WHAT YOU ARE ASKED TO DO —
Render as a Markdown table the lines from the line containing "Is there any tree" through the line containing "[285, 313, 486, 336]", both included, with the columns No. and Text, omitting any blank lines.

--- --- ---

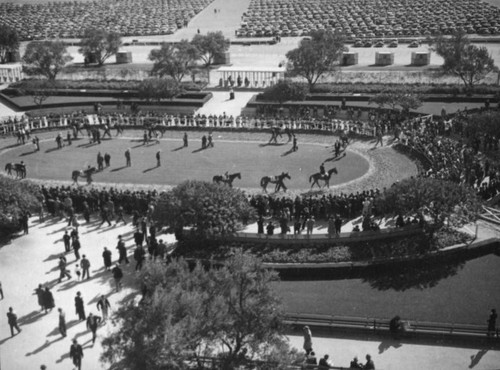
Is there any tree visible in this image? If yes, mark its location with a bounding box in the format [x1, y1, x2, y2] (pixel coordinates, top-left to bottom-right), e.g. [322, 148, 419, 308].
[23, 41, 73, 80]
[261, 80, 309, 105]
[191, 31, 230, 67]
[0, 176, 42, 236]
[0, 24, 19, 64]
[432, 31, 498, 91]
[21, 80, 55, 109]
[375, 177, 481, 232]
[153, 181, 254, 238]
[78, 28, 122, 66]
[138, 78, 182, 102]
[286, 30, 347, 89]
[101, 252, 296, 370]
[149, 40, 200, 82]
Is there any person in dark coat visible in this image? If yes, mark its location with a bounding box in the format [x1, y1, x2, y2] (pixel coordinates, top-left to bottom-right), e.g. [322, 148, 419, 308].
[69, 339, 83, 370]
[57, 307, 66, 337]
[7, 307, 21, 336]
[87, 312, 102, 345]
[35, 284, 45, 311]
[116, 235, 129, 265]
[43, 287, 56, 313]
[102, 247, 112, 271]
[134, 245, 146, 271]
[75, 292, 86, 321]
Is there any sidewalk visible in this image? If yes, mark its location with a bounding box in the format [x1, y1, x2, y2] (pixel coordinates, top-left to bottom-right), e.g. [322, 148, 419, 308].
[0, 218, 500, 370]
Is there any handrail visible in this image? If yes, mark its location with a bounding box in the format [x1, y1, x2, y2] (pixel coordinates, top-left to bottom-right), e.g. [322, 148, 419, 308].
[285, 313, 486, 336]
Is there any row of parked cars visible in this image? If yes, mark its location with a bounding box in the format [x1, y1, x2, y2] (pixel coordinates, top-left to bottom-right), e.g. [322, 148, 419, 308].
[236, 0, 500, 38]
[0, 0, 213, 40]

--- --- ---

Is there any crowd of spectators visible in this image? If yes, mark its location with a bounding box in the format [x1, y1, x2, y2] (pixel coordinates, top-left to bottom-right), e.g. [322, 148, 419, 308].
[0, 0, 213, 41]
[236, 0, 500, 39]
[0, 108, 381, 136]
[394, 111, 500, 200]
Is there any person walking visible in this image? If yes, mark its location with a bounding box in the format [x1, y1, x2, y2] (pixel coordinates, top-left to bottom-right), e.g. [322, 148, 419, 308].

--- --- ---

EXPECTED ANSWER —
| No. | Text |
|---|---|
| 1 | Is there any tree visible in this image? If yes, mark its location with a bounding box in the format [x1, y1, x2, y2] (pixel coordinates, top-left to bottom-right), e.g. [322, 148, 419, 308]. |
| 2 | [23, 41, 73, 80] |
| 3 | [261, 80, 309, 105] |
| 4 | [191, 31, 230, 67] |
| 5 | [0, 176, 42, 236] |
| 6 | [0, 24, 19, 64] |
| 7 | [432, 31, 498, 91] |
| 8 | [21, 80, 55, 109] |
| 9 | [375, 177, 481, 232] |
| 10 | [153, 181, 254, 238] |
| 11 | [78, 28, 122, 66] |
| 12 | [138, 78, 182, 102] |
| 13 | [286, 30, 347, 89] |
| 14 | [101, 252, 296, 370] |
| 15 | [149, 40, 200, 82] |
| 16 | Is there any person in dark coat visible in this image? If yes, mark its location with a bounding box in the format [x1, y1, x2, y2] (pixel coordinates, top-left to bottom-right), e.g. [322, 148, 419, 308]. |
| 17 | [69, 339, 83, 370] |
| 18 | [57, 307, 66, 337] |
| 19 | [7, 307, 21, 336] |
| 20 | [87, 312, 102, 345] |
| 21 | [35, 284, 45, 311] |
| 22 | [116, 235, 129, 265] |
| 23 | [43, 287, 56, 313] |
| 24 | [102, 247, 112, 271] |
| 25 | [134, 245, 146, 271] |
| 26 | [75, 292, 86, 321] |
| 27 | Is there any sidewalk visible in this image? If yes, mark its location with a bounding box in the format [x1, y1, x2, y2] (pixel coordinates, top-left to bottom-right), e.g. [322, 148, 419, 308]. |
| 28 | [0, 218, 500, 370] |
| 29 | Is there any handrail visible in this image? If yes, mark its location with a bounding box in the format [x1, y1, x2, y2] (pixel coordinates, top-left to bottom-right), e.g. [322, 148, 419, 308]. |
| 30 | [285, 313, 486, 336] |